What the exercise asks: Repeat the data exactly, please; no pictures belong in the copy.
____________________
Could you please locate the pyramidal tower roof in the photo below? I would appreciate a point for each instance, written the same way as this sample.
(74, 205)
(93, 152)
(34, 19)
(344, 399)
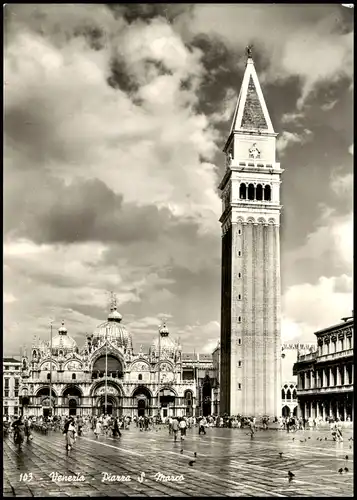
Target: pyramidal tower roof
____________________
Result:
Could you please locate the pyramidal tower roof in the photo below? I would appreciate a point for each instance, written the same way as this sample.
(74, 205)
(93, 152)
(34, 19)
(344, 399)
Target: pyramidal tower roof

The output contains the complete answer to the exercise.